» Directive: Copy the data below, replacing "thickest part" with "widest part" and leaving everything else untouched.

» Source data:
•••••
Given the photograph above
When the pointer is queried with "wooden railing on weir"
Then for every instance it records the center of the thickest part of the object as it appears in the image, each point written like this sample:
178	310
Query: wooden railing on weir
•••••
» Answer for the task:
Given the photograph above
When the pointer is queried with "wooden railing on weir"
Then for every instance it records the center of the widest part of the object as it appears in the image, each point written like this sample:
178	310
Query: wooden railing on weir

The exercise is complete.